### WORK INSTRUCTIONS
Look at the entries below and reproduce them exactly.

### EXTRACTED ENTRIES
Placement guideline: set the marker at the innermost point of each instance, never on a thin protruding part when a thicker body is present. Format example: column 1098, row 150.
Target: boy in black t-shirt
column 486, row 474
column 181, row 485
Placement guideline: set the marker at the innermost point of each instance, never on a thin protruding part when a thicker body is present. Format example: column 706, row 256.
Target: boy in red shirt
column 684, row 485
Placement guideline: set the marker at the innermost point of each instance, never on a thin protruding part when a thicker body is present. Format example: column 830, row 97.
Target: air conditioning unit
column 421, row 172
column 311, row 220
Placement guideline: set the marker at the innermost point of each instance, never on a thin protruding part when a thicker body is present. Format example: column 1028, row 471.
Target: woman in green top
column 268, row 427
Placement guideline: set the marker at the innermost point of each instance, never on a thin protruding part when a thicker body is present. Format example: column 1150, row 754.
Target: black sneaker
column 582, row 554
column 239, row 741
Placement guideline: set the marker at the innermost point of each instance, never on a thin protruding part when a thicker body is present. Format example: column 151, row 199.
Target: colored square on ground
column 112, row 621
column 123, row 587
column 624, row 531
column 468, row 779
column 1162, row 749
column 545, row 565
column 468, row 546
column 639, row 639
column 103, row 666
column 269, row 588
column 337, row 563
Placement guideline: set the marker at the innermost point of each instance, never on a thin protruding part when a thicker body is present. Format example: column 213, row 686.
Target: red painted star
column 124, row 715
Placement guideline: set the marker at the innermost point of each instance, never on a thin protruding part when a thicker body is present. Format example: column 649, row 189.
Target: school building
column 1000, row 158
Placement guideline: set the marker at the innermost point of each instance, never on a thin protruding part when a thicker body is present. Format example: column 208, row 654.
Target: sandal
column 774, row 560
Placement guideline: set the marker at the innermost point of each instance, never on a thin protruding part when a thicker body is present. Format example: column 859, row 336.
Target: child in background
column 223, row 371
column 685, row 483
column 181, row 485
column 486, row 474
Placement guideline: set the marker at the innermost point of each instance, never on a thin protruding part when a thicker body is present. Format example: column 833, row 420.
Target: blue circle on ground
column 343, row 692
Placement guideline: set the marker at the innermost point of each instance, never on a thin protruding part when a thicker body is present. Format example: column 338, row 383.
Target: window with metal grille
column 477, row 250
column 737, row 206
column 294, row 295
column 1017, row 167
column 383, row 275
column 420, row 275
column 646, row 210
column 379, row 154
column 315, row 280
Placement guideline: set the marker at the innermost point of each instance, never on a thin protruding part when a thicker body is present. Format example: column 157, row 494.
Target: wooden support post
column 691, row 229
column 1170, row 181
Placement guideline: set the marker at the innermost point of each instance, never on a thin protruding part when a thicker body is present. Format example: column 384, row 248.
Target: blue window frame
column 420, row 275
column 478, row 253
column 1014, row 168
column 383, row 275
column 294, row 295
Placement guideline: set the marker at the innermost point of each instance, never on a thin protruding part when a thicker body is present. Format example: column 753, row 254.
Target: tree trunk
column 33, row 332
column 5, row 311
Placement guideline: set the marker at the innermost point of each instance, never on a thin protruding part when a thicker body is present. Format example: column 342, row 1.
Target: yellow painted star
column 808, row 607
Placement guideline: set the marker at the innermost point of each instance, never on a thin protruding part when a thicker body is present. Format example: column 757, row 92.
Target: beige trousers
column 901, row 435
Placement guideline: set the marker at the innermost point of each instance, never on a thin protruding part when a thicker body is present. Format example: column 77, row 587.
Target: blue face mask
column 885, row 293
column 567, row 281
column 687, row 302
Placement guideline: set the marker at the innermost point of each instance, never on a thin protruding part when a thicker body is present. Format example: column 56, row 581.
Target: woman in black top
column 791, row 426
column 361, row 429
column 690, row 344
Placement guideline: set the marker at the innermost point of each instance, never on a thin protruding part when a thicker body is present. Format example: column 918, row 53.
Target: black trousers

### OUTPUT OF THE EXERCISE
Placement guideline: set the marker at the innermost point of each instance, never on a thin protruding part when a thicker body is present. Format example: column 1098, row 150.
Target: boy in black t-shirt
column 486, row 474
column 181, row 485
Placement guideline: set the marker at the innermost point of each instance, never on a thin protruding part when a thicker body is present. Format example: column 706, row 256.
Target: boy in red shirt
column 684, row 485
Placement guideline: set the marker at the innermost point of each instance, never on a thin protruding part when a thicker body is present. Format example: column 830, row 97.
Target: air conditioning unit
column 421, row 172
column 311, row 220
Placement guideline: set the marker at the innermost point of each instance, never on a thin protruding part when a thicker body is present. Format example: column 1028, row 471.
Target: woman in green top
column 268, row 427
Placement guideline: set the marker at the innermost point of each instance, never on a thin protruding part when a thicker body is present. Format example: column 1150, row 754.
Target: black sneaker
column 582, row 554
column 239, row 741
Placement guideline: set the marker at the innermost point of each instance, never on a thin protruding part when a thicker body is present. Format example: column 151, row 199.
Target: colored square on ground
column 112, row 621
column 123, row 587
column 624, row 531
column 468, row 779
column 1162, row 749
column 545, row 565
column 468, row 546
column 639, row 639
column 103, row 666
column 269, row 588
column 337, row 563
Placement guideline: set the marker at the innermost point of each instance, never on a thin protruding part when a thicker body is present. Format example: column 213, row 686.
Target: red painted star
column 124, row 715
Placement guideline: set the marker at the innermost point of each instance, never on a thin protruding part when a thicker body is present. Format example: column 649, row 189.
Target: school building
column 1000, row 158
Placement guideline: set the marker at the innermost point of each instance, never on a thin protruding part when a thicker body is present. Format example: column 208, row 654.
Target: sandal
column 774, row 560
Placement guideline: set the marker at the innermost point of each instance, never on a thin protruding part when a thicker body is present. Format example: column 859, row 336.
Target: child in background
column 223, row 371
column 685, row 483
column 181, row 485
column 486, row 474
Placement guideline: set the marker at the innermost point of each instance, never on a thin protruding part when a thicker body is present. Format example: column 833, row 420.
Target: blue circle on ground
column 343, row 692
Placement guideline: set the marker at the innermost point of each instance, never on a thin protruding part when a thicker body is present. Format example: column 338, row 383.
Target: window with metal grille
column 477, row 250
column 737, row 206
column 294, row 295
column 1017, row 167
column 383, row 275
column 420, row 275
column 646, row 210
column 379, row 154
column 315, row 280
Placement guideline: set the marker at the innermost point of each instance, never on a thin protruding part when a thicker body is present. Format example: column 157, row 494.
Target: wooden support post
column 691, row 229
column 1170, row 181
Placement guideline: set the marker at the innermost point of each instance, never on a thin protruding part when a thicker body is present. Format example: column 384, row 248.
Target: blue window frame
column 420, row 275
column 478, row 253
column 1014, row 168
column 383, row 275
column 294, row 295
Placement guideline: set the marker at the innermost point of each instance, never on a thin protruding part when a thicker body is present. Format example: column 753, row 254.
Target: tree trunk
column 33, row 332
column 5, row 311
Placement guideline: set the marker at the innermost point of each instance, never on a thin protruding part when a thicker body is present. Format example: column 342, row 1.
Target: yellow painted star
column 808, row 607
Placement guideline: set the marker at the innermost point of each instance, never on a thin protruding part when a thicker body is present. Format example: column 757, row 92.
Target: beige trousers
column 901, row 435
Placement guideline: set the marker at the innermost point of each instance, never on a thin protruding part when a thicker body is present. Format example: column 77, row 587.
Target: blue face mask
column 885, row 293
column 567, row 281
column 687, row 302
Placement guideline: set the marker at the innermost point of each instance, never on a thin protruding part when a thicker body is present. Format example: column 56, row 581.
Target: woman in black top
column 791, row 426
column 361, row 429
column 690, row 344
Placement guideline: set the marker at the innermost point of each instance, never on a thin protruding part when a thicker body is present. Format example: column 918, row 53.
Target: black trousers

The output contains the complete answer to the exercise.